Point localization data
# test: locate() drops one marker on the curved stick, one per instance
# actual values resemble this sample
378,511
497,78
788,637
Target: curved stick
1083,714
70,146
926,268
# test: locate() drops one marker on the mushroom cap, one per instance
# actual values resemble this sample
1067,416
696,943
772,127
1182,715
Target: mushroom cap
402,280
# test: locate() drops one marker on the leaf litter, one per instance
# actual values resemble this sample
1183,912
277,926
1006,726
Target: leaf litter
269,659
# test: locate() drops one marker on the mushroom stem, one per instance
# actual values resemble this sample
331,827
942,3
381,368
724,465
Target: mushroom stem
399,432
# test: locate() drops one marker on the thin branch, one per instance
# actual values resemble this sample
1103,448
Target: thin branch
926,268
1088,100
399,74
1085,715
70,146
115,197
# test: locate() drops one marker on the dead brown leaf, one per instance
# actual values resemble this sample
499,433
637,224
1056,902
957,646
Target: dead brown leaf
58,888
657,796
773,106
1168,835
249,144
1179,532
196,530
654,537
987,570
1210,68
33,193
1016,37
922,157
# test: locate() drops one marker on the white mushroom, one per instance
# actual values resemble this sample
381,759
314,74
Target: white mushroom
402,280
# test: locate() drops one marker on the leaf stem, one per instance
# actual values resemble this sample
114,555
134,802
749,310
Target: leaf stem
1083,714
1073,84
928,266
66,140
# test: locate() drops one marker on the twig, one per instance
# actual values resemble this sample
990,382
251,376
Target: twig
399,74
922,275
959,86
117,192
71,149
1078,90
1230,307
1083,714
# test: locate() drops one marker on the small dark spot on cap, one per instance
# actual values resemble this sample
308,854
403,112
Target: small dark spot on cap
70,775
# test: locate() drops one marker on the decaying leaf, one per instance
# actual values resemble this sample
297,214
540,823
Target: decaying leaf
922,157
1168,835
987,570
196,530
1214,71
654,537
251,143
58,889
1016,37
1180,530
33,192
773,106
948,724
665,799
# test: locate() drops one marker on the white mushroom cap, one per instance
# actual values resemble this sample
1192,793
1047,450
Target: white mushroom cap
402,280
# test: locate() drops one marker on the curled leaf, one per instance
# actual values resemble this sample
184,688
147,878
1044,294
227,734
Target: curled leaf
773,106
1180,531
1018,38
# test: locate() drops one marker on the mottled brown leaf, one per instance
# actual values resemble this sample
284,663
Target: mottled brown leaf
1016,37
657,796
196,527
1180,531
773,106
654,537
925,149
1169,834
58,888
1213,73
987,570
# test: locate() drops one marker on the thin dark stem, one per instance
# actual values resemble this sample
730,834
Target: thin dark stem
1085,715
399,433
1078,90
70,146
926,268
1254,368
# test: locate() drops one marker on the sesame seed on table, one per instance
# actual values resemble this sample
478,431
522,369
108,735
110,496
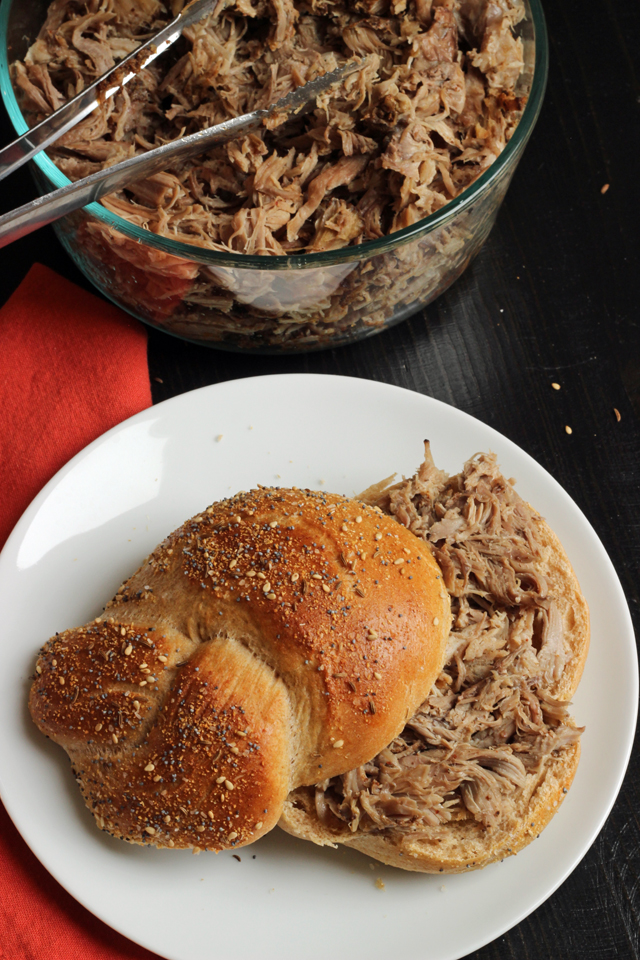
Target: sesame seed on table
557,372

---

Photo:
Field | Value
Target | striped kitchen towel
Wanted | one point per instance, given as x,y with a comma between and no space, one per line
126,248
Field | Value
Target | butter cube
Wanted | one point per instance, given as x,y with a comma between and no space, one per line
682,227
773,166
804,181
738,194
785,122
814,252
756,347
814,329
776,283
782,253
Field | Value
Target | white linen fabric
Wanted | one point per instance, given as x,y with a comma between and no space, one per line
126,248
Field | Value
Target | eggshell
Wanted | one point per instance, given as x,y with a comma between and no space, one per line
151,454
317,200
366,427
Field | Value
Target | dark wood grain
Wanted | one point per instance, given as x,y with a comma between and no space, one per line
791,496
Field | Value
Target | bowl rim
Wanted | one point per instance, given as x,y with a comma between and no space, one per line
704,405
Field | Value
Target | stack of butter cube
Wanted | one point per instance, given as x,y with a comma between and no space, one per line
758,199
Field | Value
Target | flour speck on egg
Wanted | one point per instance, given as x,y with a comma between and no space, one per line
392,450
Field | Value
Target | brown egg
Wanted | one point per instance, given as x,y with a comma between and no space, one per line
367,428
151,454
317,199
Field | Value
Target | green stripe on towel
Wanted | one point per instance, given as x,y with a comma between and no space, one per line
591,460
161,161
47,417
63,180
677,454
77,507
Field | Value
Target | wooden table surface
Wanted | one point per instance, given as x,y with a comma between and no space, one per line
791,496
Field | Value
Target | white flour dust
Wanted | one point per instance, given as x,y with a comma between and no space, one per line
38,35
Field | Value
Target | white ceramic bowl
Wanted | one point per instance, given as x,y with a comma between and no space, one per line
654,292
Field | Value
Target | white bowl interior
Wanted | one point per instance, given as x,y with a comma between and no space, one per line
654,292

**WHAT THIS TASK INVOLVES:**
Your answer should be a single number: the count of lines above that contain the word "bowl".

**TASK OUTPUT:**
3